We have to banish the taboo, there is none with sexuality or smoking, so why the hell are we still frightened of talking about once drinking too much? It’s insane, and the best definition of insanity provided by Einstein, is doing the same thing over and over and expecting it to change. We have all been there! We live in the 21st century not the dark ages.
To coin a saying that did the rounds with COVID, we all are in this together, but not outwardly, in reality, doing anything about it. Sending messages across the internet, staying anonymous simply is not going to stop this escalating epidemic, we have all find a way of joining forces and taking this to those in power and make them listen.
I am 57 years old and have been a heavy drinker for many years. Up until my menopause, I was highly functioning, admittedly in complete denial of the problem, and selectively ignored any reference to my habit.
Sarah has explained to me the type of plateau I was on, then I started to slide down the other side of my personal mountain. I felt hormonal, anxious, and afraid of what I saw a chapter of my life in which I would start to disappear, old, haggard, and alone.
Then lockdown. Like many others, I was furloughed, and had more time and opportunity to drink, given the stage I was at, it was almost like a warped gift rather than a disadvantage or a worry about isolation, I had isolated myself already with wine. By the time the first lockdown was lifted, I had replaced food with wine for both lunch and dinner. One evening in July last year, I had a blackout and fell down the stairs. When I came round, I knew I had to call for an ambulance, there was blood everywhere from a head injury. The paramedics were compassionate and thorough, that all changed when I arrived at A & E.
Carrying a shedload of shame, guilt and fear and shocked into sobering up, I was then bundled onto a trolley, left for an hour, seen by a nurse then wheeled into to a room with a tub in it, was roughly stripped and put into tepid water. I had not been examined but was told I had to have my hair washed to get rid of the blood. As I watched the water turn red, I saw clumps of hair swirling around in the water, matted because the blood had dried as I must have lain at the bottom of the stairs for a while. Not strands, handfuls. My personal hygiene had not been good I saw no point, but I had always had thick long hair, one of the only parts of me that I could admire, my body had shrunk, almost skeletal, this event was my last part of complete breakdown of self respect, and I cried for the first time for many years.

------------------------------

— BRIEF 1 —
Update the account of heavy drinking by reproducing the stretch from "I am 57 years" through "haggard, and alone." with "plateau" changed to "level stretch".
— BRIEF 2 —
State whether each statement agrees with the account of heavy drinking, answering yes or no and quoting the words that decide it: (a) the writer is 57 years old; (b) the writer was examined before her hair was washed; (c) the blackout happened in July.
— BRIEF 3 —
Condense the paragraph of the account of heavy drinking that begins "Then lockdown." into a list that keeps its main facts.

------------------------------

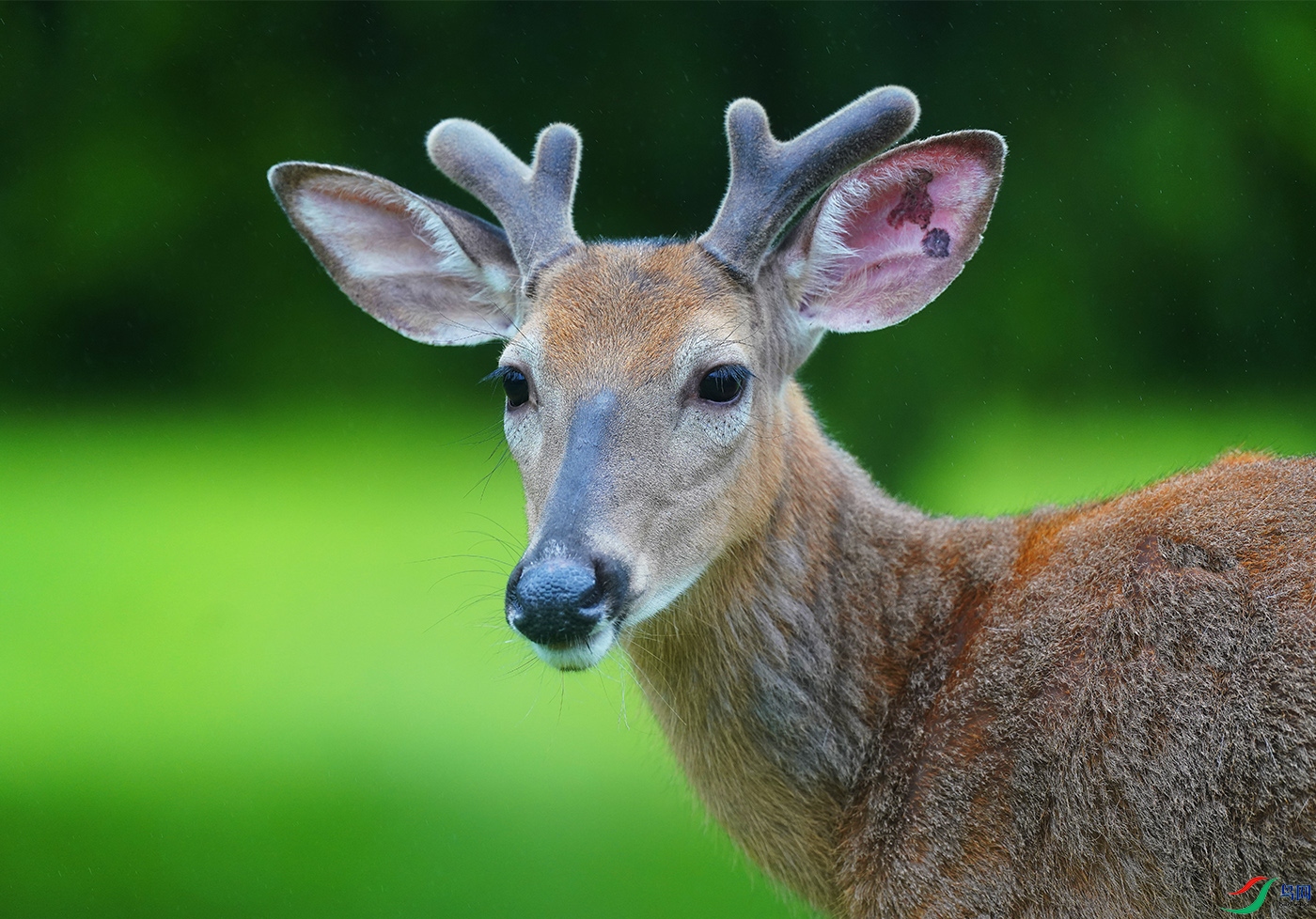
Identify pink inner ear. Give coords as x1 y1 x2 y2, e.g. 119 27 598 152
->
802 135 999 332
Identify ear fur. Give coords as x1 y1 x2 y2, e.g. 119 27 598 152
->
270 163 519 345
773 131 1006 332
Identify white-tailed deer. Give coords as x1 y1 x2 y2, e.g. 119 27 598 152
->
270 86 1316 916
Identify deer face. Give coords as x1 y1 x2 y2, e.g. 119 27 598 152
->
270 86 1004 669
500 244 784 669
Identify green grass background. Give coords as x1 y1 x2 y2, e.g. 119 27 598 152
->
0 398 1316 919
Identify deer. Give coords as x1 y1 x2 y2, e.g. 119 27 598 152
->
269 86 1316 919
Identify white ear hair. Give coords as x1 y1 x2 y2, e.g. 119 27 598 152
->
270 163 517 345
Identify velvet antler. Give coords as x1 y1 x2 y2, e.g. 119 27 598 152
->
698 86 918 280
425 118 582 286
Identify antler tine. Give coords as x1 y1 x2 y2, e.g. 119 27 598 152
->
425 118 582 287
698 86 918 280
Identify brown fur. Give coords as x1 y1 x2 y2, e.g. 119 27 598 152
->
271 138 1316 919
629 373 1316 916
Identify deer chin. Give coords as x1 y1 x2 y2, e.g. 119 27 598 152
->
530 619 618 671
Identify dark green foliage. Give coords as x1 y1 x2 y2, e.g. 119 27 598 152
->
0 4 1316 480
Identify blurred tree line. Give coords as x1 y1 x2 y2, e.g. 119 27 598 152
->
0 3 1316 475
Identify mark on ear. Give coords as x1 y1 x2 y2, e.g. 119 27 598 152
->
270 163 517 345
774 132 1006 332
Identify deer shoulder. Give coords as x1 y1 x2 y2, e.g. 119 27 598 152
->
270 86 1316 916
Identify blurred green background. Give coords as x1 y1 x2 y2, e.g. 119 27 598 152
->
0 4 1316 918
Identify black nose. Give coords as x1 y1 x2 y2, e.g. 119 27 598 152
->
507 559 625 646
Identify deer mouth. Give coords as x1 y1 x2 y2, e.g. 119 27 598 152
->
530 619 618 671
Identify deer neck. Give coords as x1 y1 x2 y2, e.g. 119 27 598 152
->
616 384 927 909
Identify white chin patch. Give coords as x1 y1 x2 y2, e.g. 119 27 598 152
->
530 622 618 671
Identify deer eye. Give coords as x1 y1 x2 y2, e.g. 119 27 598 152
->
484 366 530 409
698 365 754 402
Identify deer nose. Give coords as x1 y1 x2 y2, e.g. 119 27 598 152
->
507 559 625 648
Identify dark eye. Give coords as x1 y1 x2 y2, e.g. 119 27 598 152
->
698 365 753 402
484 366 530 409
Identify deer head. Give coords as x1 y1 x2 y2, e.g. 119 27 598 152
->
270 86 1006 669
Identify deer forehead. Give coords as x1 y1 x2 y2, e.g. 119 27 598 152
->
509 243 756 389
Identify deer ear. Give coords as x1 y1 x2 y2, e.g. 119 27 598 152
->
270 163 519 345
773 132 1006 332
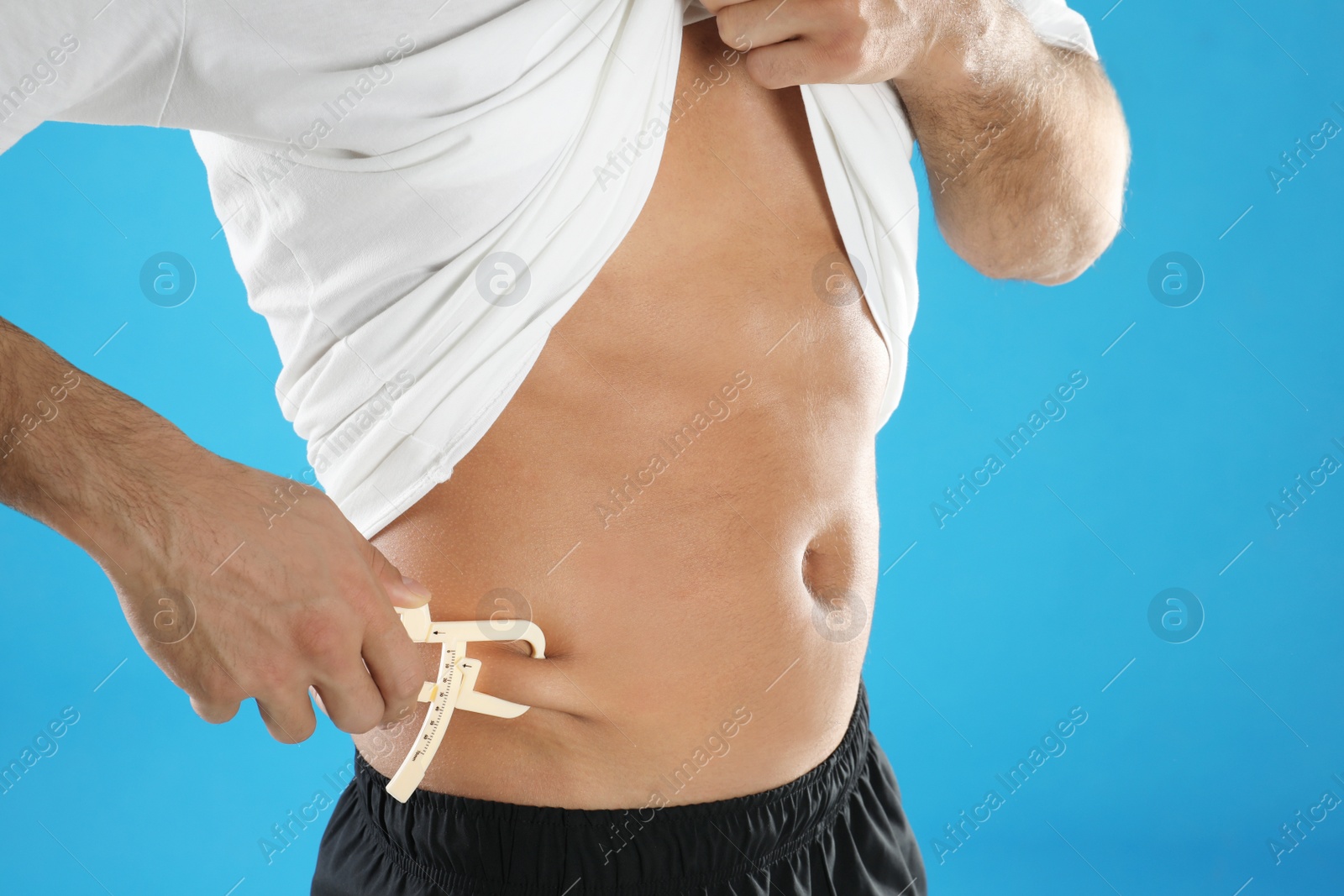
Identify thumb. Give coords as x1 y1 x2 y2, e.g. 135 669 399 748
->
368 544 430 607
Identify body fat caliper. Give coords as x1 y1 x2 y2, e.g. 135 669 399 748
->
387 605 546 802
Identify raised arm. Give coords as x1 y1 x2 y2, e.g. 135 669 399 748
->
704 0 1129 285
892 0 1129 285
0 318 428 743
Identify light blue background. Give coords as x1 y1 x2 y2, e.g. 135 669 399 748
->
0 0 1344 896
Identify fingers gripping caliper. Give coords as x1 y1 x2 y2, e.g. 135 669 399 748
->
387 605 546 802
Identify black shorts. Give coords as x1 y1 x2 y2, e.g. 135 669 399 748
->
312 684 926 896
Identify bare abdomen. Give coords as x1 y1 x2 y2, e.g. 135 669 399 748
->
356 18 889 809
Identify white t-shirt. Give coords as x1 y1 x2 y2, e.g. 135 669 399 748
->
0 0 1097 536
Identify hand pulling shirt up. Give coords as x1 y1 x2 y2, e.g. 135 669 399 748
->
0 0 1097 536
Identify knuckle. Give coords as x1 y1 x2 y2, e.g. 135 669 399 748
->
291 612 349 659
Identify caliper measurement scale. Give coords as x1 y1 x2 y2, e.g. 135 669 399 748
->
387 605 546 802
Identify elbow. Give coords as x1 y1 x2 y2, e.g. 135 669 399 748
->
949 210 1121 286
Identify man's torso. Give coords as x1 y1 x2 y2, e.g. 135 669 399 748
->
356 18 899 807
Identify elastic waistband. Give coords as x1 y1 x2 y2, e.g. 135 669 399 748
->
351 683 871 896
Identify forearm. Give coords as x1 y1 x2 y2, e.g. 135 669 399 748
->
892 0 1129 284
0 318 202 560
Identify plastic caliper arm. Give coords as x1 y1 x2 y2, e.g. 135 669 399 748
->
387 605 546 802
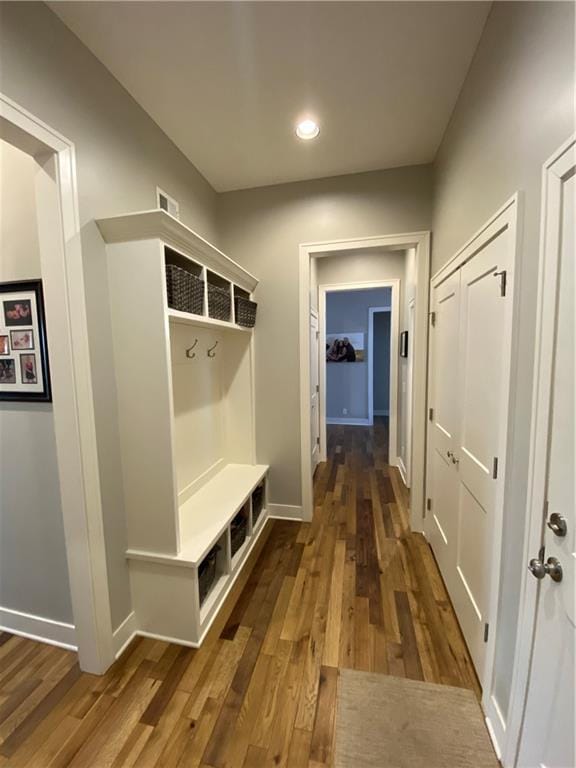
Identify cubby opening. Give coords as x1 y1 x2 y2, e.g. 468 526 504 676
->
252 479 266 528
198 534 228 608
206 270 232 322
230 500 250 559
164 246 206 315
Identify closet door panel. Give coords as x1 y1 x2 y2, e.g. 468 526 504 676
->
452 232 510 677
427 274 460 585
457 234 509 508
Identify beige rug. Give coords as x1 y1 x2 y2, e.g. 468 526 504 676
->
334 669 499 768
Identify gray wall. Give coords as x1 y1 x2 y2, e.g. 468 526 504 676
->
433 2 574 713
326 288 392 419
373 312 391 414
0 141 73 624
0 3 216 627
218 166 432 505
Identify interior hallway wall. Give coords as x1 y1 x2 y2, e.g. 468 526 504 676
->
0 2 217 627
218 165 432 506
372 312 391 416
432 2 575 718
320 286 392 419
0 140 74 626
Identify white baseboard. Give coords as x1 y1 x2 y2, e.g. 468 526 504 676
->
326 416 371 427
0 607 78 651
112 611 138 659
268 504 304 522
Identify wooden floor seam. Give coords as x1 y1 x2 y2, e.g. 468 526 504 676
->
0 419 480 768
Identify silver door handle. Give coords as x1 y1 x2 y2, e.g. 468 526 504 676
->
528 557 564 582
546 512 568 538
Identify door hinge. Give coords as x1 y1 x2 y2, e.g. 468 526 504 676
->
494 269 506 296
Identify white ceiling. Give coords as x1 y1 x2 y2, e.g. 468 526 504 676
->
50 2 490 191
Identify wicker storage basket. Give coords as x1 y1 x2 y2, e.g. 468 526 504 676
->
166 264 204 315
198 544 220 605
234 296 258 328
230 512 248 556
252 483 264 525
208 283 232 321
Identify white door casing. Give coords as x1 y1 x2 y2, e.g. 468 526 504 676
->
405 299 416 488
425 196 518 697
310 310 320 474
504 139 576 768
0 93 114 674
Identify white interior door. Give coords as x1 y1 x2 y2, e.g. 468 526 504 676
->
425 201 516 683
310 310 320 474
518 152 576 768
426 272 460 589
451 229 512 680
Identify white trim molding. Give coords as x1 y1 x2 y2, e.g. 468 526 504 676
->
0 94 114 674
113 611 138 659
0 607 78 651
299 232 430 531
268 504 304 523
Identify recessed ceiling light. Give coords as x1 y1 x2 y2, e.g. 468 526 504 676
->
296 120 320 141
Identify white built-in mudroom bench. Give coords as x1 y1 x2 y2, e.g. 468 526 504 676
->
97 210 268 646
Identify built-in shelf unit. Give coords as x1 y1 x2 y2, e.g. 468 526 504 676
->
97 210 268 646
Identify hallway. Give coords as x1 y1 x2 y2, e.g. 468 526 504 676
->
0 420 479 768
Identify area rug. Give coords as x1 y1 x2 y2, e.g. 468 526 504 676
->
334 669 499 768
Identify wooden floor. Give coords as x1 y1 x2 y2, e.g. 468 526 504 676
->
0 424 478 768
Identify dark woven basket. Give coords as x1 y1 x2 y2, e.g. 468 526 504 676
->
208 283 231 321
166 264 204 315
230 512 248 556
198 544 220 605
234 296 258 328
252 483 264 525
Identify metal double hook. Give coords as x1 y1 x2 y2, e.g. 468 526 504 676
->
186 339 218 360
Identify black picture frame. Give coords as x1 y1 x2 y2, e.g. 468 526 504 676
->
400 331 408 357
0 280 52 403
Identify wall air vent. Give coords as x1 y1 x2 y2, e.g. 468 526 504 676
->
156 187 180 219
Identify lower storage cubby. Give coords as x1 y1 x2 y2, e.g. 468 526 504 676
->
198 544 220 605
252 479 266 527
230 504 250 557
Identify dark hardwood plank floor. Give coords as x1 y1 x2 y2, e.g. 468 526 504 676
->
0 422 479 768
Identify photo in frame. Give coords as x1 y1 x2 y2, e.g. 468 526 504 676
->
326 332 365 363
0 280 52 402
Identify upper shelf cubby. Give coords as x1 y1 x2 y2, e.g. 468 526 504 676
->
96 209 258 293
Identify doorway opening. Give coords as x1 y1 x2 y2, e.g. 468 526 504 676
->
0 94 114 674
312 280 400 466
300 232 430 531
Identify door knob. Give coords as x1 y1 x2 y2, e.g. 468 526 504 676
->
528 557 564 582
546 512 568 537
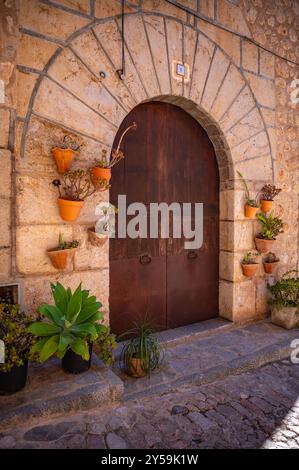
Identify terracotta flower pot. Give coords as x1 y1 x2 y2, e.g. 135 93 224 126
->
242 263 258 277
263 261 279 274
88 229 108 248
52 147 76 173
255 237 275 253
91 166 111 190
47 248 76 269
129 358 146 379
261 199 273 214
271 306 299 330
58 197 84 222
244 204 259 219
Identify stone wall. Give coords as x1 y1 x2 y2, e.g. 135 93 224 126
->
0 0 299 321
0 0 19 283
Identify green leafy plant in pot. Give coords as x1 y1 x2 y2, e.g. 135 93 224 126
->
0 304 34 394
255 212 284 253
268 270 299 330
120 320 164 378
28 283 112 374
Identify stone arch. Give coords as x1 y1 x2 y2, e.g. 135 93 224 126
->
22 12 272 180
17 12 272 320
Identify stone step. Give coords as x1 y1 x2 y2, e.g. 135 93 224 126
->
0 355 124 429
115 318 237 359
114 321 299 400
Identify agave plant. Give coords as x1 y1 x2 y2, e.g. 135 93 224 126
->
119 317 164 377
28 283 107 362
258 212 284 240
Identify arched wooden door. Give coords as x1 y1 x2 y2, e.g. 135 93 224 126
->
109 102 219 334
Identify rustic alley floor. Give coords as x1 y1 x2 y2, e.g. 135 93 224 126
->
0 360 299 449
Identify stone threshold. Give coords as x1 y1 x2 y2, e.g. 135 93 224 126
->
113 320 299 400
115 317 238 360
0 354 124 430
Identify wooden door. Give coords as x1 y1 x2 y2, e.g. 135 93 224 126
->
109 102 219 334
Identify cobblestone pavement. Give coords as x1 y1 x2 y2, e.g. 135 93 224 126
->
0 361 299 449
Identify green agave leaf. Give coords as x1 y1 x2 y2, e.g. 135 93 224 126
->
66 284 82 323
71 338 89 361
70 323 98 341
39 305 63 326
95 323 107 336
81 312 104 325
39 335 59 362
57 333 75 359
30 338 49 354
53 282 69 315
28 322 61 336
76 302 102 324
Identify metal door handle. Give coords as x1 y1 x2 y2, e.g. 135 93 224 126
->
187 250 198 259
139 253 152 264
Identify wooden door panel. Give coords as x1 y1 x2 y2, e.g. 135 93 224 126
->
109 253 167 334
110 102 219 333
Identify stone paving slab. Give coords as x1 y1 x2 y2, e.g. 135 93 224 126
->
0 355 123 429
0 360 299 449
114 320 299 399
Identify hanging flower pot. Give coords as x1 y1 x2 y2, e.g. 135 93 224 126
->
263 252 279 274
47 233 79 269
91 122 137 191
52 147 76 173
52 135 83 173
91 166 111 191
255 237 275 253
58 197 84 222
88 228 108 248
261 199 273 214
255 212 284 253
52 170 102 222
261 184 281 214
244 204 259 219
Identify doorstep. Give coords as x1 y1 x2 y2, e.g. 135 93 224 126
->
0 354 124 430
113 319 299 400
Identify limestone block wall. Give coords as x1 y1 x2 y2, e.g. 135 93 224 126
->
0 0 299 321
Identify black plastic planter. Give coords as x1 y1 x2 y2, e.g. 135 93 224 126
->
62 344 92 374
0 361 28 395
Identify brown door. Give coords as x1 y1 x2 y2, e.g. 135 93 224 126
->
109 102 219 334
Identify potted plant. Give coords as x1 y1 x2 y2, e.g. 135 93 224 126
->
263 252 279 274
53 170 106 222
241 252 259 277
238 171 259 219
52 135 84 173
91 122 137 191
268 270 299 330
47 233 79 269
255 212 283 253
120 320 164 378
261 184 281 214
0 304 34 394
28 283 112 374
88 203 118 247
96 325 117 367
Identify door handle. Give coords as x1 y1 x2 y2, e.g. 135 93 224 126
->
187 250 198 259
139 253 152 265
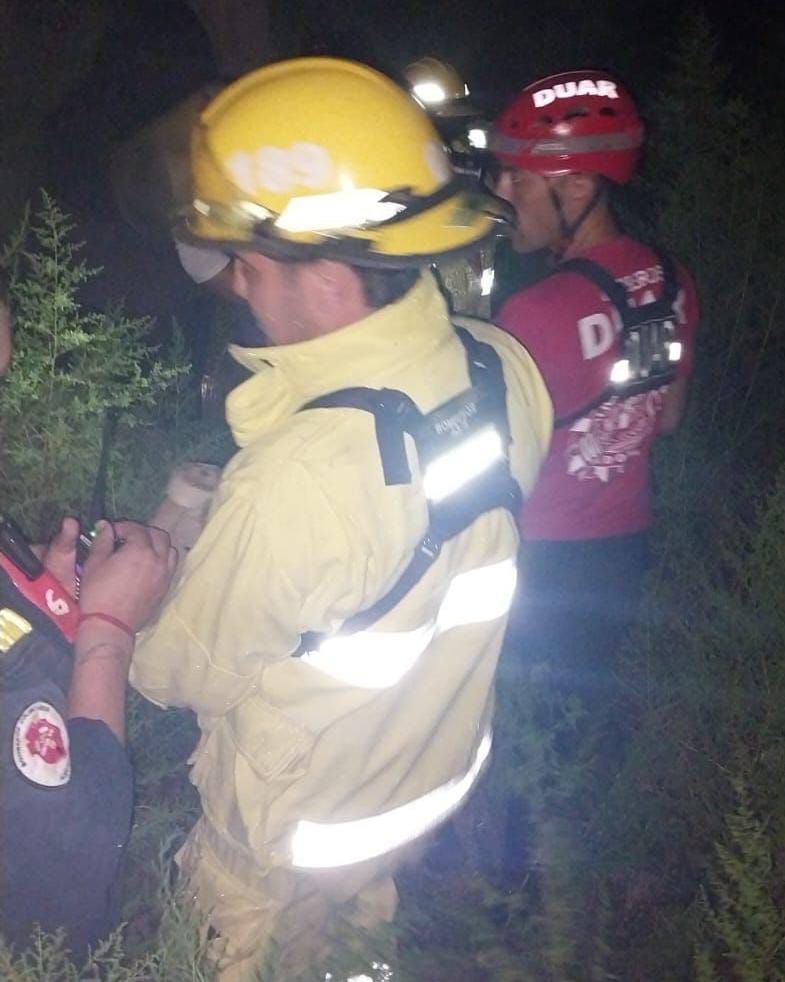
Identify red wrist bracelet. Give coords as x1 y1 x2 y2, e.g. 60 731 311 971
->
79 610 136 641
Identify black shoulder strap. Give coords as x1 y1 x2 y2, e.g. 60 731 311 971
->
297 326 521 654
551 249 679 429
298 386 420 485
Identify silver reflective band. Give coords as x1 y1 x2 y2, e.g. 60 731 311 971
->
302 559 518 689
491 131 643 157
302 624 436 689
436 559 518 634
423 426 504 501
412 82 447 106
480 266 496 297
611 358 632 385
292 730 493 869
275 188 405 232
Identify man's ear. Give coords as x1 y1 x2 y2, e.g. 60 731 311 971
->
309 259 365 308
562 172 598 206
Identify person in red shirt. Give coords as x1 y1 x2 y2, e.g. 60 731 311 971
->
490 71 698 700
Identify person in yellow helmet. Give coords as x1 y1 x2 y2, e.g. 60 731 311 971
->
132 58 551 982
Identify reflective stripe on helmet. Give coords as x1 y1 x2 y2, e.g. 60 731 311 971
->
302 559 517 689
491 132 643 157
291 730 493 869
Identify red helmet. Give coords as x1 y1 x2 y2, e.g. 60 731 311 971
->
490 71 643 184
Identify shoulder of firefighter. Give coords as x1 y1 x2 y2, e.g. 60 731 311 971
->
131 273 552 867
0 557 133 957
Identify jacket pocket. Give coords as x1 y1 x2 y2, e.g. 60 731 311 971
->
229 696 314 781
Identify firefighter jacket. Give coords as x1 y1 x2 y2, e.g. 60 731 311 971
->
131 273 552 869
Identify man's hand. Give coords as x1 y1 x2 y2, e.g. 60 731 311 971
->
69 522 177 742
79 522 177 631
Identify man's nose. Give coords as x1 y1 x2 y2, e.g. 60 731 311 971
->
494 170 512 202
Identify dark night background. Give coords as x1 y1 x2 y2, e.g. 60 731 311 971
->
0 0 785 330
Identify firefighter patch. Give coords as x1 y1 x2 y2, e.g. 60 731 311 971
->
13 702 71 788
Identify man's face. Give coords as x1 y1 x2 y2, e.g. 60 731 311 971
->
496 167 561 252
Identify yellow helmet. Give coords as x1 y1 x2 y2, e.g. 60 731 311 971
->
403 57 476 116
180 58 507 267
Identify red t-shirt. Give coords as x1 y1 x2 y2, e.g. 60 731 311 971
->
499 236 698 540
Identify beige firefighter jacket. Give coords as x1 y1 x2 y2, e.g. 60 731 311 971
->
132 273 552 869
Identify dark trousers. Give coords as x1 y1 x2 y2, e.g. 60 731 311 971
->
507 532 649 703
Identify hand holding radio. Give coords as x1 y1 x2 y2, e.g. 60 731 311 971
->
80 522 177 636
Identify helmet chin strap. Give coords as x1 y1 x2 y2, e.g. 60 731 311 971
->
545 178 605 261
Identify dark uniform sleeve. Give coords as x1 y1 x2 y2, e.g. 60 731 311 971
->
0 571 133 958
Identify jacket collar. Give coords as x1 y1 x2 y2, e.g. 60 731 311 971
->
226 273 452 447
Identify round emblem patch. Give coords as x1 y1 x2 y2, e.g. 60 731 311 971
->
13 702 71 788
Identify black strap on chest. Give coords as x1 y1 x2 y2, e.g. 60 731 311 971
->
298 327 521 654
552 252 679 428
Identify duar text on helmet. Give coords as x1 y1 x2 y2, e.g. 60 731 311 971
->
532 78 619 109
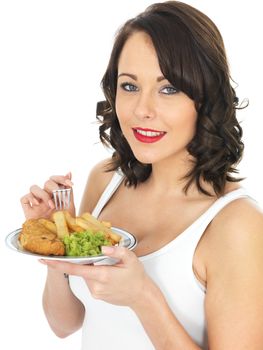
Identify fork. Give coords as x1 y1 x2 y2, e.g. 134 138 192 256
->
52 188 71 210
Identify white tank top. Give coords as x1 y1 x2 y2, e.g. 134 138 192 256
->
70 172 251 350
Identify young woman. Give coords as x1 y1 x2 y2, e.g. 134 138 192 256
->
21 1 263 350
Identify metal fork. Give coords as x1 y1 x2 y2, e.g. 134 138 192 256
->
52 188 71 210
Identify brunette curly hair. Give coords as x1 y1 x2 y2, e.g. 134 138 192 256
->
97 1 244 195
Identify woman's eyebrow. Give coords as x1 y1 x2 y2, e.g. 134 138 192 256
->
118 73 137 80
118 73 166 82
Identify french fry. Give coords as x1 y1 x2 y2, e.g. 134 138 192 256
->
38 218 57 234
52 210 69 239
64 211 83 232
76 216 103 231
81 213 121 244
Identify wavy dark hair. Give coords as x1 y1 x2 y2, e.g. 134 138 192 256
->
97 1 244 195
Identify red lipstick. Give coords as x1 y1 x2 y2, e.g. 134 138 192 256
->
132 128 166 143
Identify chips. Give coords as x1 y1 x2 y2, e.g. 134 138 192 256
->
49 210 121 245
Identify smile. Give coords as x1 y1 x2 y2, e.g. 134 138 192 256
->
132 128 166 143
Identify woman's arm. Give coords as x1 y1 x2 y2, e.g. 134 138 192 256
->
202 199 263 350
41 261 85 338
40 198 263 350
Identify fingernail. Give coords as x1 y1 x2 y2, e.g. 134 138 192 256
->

------------------------------

— WRITTEN RESPONSE 1 —
I am 57 years old and have been a heavy drinker for many years. Up until my menopause, I was highly functioning, admittedly in complete denial of the problem, and selectively ignored any reference to my habit.
Sarah has explained to me the type of level stretch I was on, then I started to slide down the other side of my personal mountain. I felt hormonal, anxious, and afraid of what I saw a chapter of my life in which I would start to disappear, old, haggard, and alone.

— WRITTEN RESPONSE 2 —
(a) Yes: "I am 57 years old"
(b) No: "I had not been examined but was told I had to have my hair washed"
(c) Yes: "One evening in July last year, I had a blackout"

— WRITTEN RESPONSE 3 —
- During lockdown the writer was furloughed and had more time and opportunity to drink. This felt almost like a warped gift, since wine had already isolated her.
- By the time the first lockdown was lifted, she had replaced food with wine for both lunch and dinner.
- One evening in July last year, she had a blackout and fell down the stairs.
- On coming round, she called an ambulance because a head injury had left blood everywhere.
- The paramedics were compassionate and thorough, but that changed when she arrived at A & E.